Task description » From the blog post on progressive JPEGs below, reproduce word for word the passage that starts with the words containing "Progressive JPEGs are encoded in" and ends with "the bytes arrive.".

[Document extract Boundary: Start]

Cloudinary Blog

Progressive JPEGs and green Martians

3 Ways to Do Progressive JPEG Encoding

There are two different kinds of JPEG images: progressive JPEGs and non-progressive JPEGs. These categories have nothing to do with the JPEGs’ political beliefs. They’re all about the order in which they’ve been encoded.

Non-progressive JPEGs are encoded (and thus also decoded) in a very simple order: from top to bottom (and left to right). This means that when a non-progressive JPEG is loading on a slow connection, you first get to see the top part of the image. More and more of the image is revealed as loading progresses.

Progressive JPEGs are encoded in a different way. When you see a progressive JPEG loading, you’ll see a blurry version of the full image, which gradually gets sharper as the bytes arrive.

Here is the same image, encoded as a non-progressive JPEG (on the left) and as a progressive JPEG (on the right), decoded in slow motion:

So progressive and non-progressive JPEGs are two ways, built into the JPEG format, to optimize images and make them display faster for users on slow connections.

[Document extract Boundary: End]
[Excerpted data Boundary: Start]

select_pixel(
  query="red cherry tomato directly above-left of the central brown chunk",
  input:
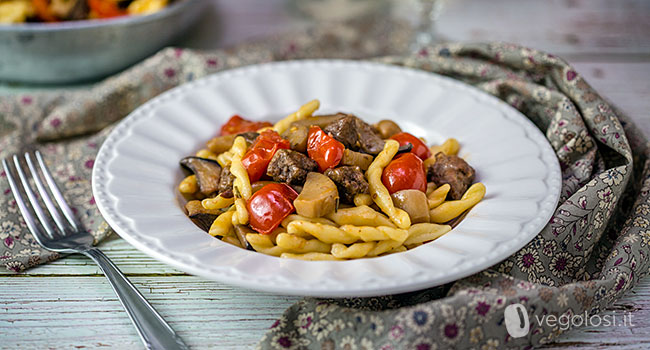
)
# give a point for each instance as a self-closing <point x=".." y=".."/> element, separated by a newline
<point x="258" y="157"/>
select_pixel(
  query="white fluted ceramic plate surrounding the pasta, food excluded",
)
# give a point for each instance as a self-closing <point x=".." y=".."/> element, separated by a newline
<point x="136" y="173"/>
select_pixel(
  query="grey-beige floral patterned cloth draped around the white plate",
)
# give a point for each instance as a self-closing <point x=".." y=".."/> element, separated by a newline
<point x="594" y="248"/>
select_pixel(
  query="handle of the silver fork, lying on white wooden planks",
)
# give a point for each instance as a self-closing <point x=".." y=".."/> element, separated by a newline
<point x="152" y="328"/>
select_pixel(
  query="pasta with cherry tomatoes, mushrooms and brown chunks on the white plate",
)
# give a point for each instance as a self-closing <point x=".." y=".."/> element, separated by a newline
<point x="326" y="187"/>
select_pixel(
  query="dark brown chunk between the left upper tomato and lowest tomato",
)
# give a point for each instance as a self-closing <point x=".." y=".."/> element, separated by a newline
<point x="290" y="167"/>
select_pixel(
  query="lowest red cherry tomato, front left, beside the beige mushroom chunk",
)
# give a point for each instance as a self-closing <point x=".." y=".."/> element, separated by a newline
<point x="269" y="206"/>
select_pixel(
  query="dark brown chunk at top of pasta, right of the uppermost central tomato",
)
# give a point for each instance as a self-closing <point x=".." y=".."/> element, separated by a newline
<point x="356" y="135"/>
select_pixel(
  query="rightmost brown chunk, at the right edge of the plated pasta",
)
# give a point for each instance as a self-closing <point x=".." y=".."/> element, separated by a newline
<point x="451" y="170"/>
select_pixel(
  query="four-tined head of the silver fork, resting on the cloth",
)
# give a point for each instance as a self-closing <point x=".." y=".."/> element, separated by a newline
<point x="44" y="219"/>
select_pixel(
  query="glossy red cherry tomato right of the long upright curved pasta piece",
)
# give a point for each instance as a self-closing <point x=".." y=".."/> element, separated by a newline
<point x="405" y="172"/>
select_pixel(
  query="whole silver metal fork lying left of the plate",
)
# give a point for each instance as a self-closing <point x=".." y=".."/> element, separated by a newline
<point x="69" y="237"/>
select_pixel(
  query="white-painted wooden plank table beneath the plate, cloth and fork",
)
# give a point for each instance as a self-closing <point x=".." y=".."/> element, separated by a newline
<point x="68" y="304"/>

[Excerpted data Boundary: End]
[Excerpted data Boundary: Start]

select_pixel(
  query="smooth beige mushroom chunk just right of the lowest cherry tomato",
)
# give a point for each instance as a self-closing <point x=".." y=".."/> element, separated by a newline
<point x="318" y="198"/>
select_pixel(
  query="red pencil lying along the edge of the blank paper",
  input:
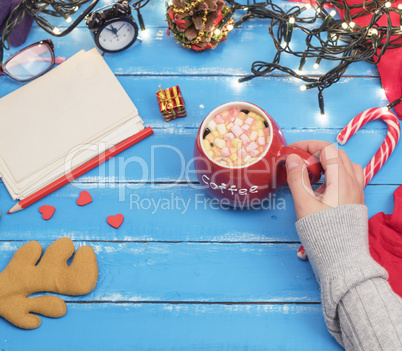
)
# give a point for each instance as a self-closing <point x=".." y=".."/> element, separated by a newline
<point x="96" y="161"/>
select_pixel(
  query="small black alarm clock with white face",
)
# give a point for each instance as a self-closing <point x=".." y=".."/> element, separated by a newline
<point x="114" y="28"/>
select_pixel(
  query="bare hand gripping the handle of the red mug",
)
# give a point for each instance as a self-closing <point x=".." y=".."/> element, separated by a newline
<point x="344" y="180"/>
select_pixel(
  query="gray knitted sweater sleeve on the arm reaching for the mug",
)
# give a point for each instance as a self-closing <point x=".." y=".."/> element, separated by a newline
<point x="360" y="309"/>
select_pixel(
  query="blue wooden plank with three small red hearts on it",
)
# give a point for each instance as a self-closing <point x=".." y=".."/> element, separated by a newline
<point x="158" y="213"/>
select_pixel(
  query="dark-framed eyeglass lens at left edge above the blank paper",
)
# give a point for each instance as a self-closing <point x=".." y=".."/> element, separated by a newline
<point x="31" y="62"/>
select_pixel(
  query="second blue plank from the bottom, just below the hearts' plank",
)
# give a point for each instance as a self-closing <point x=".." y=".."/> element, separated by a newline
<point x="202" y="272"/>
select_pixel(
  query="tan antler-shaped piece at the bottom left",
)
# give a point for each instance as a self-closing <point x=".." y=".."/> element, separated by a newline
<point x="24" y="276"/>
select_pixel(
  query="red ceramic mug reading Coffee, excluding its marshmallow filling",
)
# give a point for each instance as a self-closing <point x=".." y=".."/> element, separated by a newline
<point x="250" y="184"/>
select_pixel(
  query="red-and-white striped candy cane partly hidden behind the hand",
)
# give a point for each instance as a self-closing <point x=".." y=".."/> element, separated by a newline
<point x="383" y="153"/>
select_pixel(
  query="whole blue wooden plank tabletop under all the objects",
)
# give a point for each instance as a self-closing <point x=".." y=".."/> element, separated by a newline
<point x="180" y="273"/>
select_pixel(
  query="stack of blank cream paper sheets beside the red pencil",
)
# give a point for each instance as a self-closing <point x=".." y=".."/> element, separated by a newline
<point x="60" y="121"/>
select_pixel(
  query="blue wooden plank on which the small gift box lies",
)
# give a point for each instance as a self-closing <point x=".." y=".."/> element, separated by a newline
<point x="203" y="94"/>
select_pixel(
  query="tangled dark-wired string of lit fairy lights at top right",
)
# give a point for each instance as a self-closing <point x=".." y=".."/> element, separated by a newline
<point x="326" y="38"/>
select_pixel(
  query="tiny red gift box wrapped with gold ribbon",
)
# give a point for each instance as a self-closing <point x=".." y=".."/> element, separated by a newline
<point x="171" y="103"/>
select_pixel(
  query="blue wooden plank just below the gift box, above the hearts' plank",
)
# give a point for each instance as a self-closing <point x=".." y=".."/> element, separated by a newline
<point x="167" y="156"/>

[Excerpted data Boundary: End]

Solution for this problem »
Progressive JPEGs are encoded in a different way. When you see a progressive JPEG loading, you’ll see a blurry version of the full image, which gradually gets sharper as the bytes arrive.